■ **WHAT TO PRODUCE**:
Once the line containing "Find the door hinge;" is found in the entries below, restate it and each following line word for word, stopping after the line containing "pixel 122 430".

■ **SUPPLIED MATERIAL**:
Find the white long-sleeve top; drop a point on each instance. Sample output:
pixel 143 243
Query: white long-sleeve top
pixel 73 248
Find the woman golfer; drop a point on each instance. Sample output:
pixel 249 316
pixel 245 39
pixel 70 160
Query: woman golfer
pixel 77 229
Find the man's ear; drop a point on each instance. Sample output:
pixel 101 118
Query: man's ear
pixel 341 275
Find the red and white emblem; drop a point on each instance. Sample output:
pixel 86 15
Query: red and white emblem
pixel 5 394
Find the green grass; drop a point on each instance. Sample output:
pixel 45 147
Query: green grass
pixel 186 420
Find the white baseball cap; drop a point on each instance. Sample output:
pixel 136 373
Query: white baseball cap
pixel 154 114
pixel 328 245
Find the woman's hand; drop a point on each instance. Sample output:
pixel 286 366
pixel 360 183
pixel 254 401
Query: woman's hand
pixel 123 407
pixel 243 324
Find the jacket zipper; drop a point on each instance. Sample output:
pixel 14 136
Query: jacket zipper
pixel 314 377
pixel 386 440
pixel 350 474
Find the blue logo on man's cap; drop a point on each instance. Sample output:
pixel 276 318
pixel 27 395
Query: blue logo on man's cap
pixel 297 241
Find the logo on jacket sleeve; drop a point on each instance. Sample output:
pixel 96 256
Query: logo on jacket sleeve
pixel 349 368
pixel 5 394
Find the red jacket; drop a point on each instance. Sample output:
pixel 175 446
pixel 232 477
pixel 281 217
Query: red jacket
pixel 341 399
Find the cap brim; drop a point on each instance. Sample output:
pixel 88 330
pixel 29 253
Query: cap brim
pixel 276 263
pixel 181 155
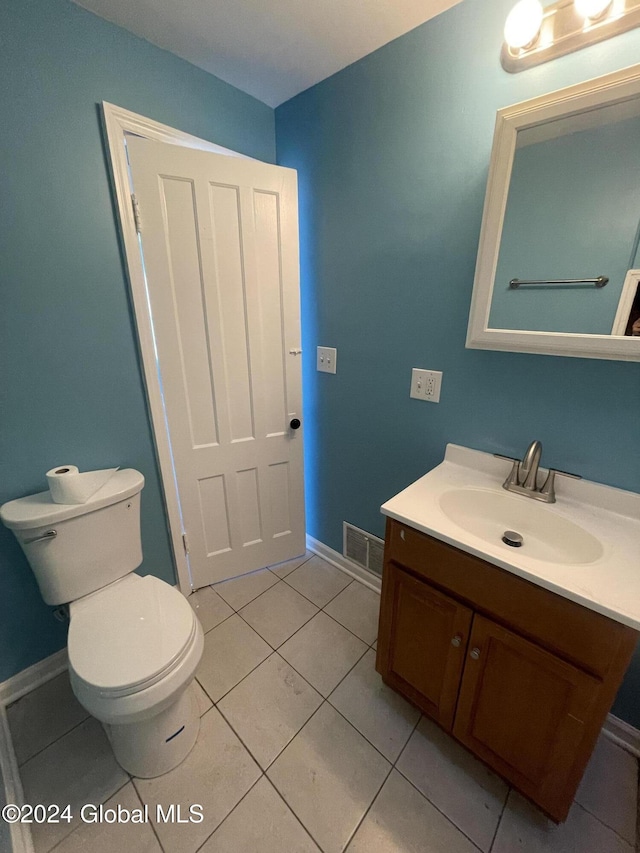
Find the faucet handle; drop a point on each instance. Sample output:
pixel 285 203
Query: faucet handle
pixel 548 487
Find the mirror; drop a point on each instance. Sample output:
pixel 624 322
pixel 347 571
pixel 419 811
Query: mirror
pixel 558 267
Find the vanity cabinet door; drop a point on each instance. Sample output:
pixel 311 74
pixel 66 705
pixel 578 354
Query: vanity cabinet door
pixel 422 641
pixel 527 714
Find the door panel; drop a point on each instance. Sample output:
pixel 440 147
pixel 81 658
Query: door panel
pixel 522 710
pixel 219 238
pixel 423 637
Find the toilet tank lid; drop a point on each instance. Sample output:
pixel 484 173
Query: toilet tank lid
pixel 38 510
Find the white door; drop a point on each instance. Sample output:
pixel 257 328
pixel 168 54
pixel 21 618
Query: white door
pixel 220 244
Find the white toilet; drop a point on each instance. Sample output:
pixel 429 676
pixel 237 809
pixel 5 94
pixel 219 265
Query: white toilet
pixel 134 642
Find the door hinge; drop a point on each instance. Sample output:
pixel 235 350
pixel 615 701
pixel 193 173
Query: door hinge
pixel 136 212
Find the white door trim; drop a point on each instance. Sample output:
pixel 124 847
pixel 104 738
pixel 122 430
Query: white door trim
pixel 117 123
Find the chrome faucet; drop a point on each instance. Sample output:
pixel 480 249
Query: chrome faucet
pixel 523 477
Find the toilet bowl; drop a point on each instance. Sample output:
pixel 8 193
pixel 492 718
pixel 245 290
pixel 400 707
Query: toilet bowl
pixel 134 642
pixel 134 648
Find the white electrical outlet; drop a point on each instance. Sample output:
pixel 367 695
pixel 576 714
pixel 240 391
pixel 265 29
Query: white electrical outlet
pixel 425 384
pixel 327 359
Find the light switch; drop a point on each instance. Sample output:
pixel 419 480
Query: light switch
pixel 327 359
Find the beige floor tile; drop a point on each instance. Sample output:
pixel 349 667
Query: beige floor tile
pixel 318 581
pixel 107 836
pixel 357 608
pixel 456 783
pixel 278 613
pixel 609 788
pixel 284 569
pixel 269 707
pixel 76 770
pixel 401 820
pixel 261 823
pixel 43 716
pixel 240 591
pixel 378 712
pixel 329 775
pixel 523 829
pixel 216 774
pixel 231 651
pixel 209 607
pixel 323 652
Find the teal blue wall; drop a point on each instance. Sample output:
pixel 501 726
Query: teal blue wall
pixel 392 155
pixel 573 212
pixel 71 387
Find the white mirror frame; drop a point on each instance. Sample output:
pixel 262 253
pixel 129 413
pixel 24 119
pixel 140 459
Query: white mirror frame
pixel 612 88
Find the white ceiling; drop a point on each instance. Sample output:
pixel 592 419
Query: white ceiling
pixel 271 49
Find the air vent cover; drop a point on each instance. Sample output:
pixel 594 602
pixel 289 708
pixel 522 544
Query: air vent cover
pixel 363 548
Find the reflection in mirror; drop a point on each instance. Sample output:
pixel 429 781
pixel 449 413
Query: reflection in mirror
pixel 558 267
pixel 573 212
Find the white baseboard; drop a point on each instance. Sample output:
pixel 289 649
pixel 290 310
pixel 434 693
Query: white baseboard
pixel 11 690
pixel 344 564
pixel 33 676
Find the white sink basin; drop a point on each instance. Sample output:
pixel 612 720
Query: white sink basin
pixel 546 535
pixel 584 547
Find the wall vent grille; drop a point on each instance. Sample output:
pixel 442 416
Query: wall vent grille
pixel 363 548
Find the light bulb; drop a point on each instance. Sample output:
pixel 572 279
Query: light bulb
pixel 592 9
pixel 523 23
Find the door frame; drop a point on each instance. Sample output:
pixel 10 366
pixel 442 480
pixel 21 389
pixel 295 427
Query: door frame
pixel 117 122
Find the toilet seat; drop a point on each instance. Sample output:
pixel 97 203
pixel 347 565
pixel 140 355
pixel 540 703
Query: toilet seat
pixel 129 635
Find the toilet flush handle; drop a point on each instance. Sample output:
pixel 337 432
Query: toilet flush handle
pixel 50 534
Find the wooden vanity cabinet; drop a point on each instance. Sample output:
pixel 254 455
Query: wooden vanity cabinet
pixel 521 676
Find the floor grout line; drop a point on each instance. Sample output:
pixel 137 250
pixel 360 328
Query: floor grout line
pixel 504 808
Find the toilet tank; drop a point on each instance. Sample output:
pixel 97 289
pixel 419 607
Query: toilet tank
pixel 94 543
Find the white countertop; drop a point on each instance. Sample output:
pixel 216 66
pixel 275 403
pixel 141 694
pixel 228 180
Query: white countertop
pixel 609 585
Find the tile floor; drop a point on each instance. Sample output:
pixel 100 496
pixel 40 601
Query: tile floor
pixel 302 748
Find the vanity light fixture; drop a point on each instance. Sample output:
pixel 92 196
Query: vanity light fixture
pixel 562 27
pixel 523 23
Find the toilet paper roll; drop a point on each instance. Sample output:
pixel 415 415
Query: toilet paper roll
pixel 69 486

■ **WRITTEN RESPONSE**:
Find the door hinge; drop a point on each instance. Sample output:
pixel 235 350
pixel 615 701
pixel 193 173
Query: door hinge
pixel 136 212
Find the white door trim; drop a point on each instance. Sample output:
pixel 124 847
pixel 104 738
pixel 122 430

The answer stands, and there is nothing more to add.